__GIVEN INSTRUCTION__:
Will you quote only the lines starting at the one that contains "Every instance gets one point. Tag the silver" and ending with the last line of the listing below, inclusive?
## BEGIN
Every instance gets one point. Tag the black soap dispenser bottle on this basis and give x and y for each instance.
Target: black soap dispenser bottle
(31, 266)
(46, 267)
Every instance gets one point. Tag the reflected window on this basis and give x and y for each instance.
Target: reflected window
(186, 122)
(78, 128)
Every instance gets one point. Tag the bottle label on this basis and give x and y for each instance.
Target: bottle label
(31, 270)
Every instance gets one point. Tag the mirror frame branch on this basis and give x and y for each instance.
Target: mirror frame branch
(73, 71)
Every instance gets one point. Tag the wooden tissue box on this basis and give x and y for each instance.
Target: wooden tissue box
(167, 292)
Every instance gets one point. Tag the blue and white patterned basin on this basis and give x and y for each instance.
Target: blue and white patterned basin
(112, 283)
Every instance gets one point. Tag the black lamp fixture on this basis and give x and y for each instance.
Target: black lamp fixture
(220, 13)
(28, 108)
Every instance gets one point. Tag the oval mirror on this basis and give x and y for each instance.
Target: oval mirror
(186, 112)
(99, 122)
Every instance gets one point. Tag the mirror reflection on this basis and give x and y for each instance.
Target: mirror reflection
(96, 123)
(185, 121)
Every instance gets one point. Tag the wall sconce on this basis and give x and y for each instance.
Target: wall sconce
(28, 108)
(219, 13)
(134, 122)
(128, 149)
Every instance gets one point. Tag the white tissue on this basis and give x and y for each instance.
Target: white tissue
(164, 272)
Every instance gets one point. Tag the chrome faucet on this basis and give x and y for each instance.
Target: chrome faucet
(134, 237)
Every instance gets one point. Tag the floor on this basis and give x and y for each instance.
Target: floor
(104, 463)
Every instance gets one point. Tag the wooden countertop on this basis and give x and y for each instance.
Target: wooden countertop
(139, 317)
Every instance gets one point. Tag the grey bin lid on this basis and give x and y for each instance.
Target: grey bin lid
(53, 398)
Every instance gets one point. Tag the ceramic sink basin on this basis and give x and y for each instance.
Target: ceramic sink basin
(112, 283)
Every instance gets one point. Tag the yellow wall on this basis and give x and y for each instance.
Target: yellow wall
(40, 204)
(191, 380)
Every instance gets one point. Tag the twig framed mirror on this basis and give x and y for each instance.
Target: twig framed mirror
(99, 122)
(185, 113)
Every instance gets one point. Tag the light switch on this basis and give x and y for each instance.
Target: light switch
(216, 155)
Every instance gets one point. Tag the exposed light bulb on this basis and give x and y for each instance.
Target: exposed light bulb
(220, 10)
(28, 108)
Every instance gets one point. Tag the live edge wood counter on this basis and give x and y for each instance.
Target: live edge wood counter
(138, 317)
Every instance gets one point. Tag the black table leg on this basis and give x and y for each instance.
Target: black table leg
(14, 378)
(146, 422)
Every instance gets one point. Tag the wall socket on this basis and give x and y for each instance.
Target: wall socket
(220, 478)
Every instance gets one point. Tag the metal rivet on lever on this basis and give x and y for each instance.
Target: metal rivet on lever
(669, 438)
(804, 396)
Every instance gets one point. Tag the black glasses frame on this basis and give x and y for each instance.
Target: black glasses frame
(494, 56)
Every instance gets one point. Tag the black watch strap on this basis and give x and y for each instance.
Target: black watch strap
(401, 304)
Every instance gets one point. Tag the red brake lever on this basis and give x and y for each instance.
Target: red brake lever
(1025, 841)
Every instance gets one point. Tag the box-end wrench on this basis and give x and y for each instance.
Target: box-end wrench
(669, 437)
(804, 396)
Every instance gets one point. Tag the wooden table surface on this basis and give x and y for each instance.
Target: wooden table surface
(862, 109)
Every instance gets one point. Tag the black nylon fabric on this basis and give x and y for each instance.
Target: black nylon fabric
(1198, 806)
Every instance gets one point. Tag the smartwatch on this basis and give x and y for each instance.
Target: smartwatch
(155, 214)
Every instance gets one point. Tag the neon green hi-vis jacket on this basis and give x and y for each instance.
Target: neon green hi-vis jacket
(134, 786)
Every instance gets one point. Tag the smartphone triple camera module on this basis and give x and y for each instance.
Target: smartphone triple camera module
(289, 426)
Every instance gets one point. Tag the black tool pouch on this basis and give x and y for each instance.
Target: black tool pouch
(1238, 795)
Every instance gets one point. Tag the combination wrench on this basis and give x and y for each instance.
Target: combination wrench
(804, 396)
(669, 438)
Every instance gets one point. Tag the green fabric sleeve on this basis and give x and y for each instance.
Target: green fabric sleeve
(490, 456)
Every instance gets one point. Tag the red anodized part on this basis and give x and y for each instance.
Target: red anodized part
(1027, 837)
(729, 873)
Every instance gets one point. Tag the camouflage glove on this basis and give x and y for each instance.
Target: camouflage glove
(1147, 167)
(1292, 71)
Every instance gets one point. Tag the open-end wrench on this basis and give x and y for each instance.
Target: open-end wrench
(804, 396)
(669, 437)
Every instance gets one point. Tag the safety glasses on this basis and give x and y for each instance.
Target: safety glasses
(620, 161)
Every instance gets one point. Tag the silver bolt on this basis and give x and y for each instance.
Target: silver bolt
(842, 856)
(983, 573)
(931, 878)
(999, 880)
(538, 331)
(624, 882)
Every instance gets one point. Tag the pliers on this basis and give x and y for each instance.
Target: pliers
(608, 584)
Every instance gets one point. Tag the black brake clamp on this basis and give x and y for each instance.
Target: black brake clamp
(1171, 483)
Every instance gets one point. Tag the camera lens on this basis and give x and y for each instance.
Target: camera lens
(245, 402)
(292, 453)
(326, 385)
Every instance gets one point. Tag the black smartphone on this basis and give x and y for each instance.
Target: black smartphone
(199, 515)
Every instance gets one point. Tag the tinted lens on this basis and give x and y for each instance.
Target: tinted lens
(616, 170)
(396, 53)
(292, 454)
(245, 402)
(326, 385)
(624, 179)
## END
__COMPLETED EXERCISE__:
Every instance gets one point. Tag the silver bolt on this basis and give x and y for each instance.
Target: silver bolt
(842, 856)
(983, 573)
(931, 878)
(999, 880)
(538, 331)
(624, 882)
Every instance gets one point. Tag the pliers on this basis and give x and y for each instance.
Target: pliers
(608, 584)
Every instance gets one point. Tag the black brake clamp on this basis and give x and y for each instance.
Target: black brake clamp
(1171, 483)
Every instance gets one point. Tag the camera lens on this basis and give x and y for each instance.
Target: camera lens
(245, 402)
(292, 453)
(326, 385)
Every instance gets one point. Tag the black smartphone on this basis and give x and y for each instance.
Target: black smartphone
(199, 515)
Every instance gets one point. Tag the tinted lens on this basis and give x and y for each instance.
Target: tinted lens
(616, 170)
(396, 53)
(292, 454)
(245, 402)
(326, 385)
(624, 179)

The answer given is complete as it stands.